◆ **阅读材料**:

###

Eureka源码浅读---自动故障移除

Eureka源码采用1.7.2版本

本人小白，此文为本人阅读源码笔记，如果您读到本文，您需要自己甄别是否正确，文中的说明只代表本人理解，不一定是正确的！！！

自动故障移除是说，当服务端长时间未接收到服务实例的心跳，会认为服务实例已经出现宕机，会自动将服务实例从注册表中进行摘除

自动故障移除依赖服务初始化时启动的一个定时检测线程

com.netflix.eureka.EurekaBootStrap#initEurekaServerContext

    //定时检查服务实例是否故障，并自动下线
    registry.openForTraffic(applicationInfoManager, registryCount);

com.netflix.eureka.registry.PeerAwareInstanceRegistryImpl

@Override
    public void openForTraffic(ApplicationInfoManager applicationInfoManager, int count) {
        // 参数列表的count就是服务端初始化是进行注册表拉取的服务实例数量
        // Renewals happen every 30 seconds and for a minute it should be a factor of 2.

###

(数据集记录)

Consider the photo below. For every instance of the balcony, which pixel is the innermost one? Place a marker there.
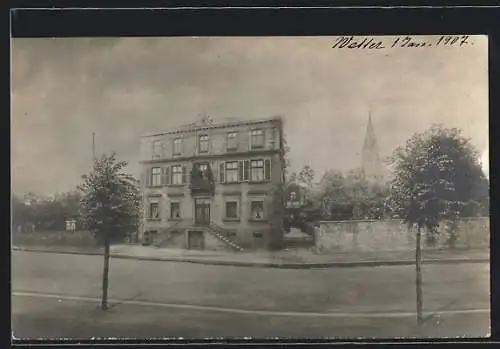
(202, 182)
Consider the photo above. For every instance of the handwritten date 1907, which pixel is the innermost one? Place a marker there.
(350, 42)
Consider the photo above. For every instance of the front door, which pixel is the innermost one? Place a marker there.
(202, 212)
(196, 240)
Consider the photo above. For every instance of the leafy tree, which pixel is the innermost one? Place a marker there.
(436, 175)
(332, 197)
(292, 178)
(110, 206)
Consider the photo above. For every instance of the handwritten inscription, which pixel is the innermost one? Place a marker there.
(374, 43)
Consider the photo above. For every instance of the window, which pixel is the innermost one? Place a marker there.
(203, 144)
(231, 209)
(232, 171)
(257, 138)
(257, 170)
(257, 210)
(232, 140)
(156, 176)
(177, 175)
(157, 149)
(154, 210)
(175, 210)
(177, 146)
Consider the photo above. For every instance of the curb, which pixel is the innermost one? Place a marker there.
(276, 265)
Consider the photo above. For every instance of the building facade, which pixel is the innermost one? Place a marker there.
(212, 186)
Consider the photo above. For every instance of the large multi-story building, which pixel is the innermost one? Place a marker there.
(211, 186)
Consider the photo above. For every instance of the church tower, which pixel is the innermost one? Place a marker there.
(370, 158)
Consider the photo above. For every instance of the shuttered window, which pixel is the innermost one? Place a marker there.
(203, 144)
(267, 170)
(177, 146)
(231, 171)
(221, 172)
(156, 176)
(154, 210)
(177, 175)
(257, 138)
(232, 141)
(165, 177)
(257, 170)
(243, 170)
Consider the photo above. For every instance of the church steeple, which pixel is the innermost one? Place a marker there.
(370, 139)
(370, 162)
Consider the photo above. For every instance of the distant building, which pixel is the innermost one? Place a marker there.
(208, 180)
(370, 158)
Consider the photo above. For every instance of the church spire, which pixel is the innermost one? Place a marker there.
(370, 162)
(370, 139)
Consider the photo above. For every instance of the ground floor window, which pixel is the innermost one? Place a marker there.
(175, 210)
(154, 210)
(231, 209)
(257, 210)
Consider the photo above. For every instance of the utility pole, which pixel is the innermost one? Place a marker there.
(418, 263)
(93, 146)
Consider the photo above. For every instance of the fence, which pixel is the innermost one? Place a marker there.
(393, 235)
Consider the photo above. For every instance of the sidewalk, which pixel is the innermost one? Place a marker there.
(292, 258)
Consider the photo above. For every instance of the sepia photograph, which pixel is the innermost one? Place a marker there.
(265, 187)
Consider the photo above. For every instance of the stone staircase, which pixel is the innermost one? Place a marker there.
(220, 233)
(167, 234)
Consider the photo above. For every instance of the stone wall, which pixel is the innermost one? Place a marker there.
(393, 235)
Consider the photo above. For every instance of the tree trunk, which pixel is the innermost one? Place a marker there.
(418, 263)
(105, 273)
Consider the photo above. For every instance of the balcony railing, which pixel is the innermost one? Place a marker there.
(202, 182)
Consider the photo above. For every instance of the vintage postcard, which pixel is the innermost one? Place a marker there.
(299, 187)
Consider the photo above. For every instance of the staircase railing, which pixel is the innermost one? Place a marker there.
(166, 234)
(218, 233)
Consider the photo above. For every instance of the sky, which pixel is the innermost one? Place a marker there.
(63, 89)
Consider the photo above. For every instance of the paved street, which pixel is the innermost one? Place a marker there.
(194, 300)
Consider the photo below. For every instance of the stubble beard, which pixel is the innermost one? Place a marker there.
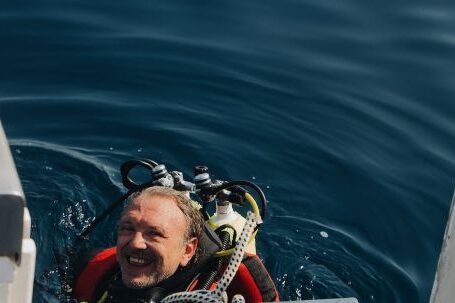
(154, 274)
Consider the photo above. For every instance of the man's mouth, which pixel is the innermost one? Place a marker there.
(138, 261)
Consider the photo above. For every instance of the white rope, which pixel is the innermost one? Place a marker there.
(219, 294)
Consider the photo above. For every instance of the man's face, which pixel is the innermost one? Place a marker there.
(151, 241)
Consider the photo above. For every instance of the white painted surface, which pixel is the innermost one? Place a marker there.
(444, 282)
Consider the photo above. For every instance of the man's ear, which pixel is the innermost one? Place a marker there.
(189, 251)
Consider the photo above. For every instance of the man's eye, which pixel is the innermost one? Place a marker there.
(126, 228)
(153, 233)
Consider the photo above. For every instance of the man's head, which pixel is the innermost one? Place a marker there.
(159, 230)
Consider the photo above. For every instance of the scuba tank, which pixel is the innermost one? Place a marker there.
(226, 215)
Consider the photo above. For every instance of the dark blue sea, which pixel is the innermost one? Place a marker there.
(342, 111)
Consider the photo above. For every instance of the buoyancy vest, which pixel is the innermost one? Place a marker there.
(252, 280)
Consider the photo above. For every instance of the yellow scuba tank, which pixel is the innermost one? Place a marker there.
(225, 214)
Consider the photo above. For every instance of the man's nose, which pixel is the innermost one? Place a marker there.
(138, 241)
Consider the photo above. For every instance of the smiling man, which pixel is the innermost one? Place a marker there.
(159, 232)
(159, 244)
(162, 247)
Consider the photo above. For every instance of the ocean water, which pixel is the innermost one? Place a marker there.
(342, 111)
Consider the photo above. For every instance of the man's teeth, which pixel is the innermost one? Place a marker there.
(136, 260)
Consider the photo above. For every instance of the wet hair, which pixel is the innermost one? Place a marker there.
(193, 217)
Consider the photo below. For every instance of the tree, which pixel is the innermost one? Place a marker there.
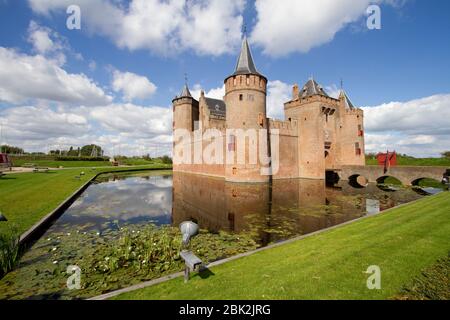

###

◆ **待办事项**:
a) 请把关于Eureka源码的阅读材料中从“自动故障移除依赖服务初始化时启动的一个定时检测线程”一直到“factor of 2.”的部分一字不差地写下来。
b) 请从记录中挑出所有含有字符串“building”的行，并逐行原样抄录。

◆ **输出结果**:
a)
自动故障移除依赖服务初始化时启动的一个定时检测线程

com.netflix.eureka.EurekaBootStrap#initEurekaServerContext

    //定时检查服务实例是否故障，并自动下线
    registry.openForTraffic(applicationInfoManager, registryCount);

com.netflix.eureka.registry.PeerAwareInstanceRegistryImpl

@Override
    public void openForTraffic(ApplicationInfoManager applicationInfoManager, int count) {
        // 参数列表的count就是服务端初始化是进行注册表拉取的服务实例数量
        // Renewals happen every 30 seconds and for a minute it should be a factor of 2.

b)
Consider the photo above. For every instance of the building facade, which pixel is the innermost one? Place a marker there.
Consider the photo above. For every instance of the large multi-story building, which pixel is the innermost one? Place a marker there.
Consider the photo above. For every instance of the distant building, which pixel is the innermost one? Place a marker there.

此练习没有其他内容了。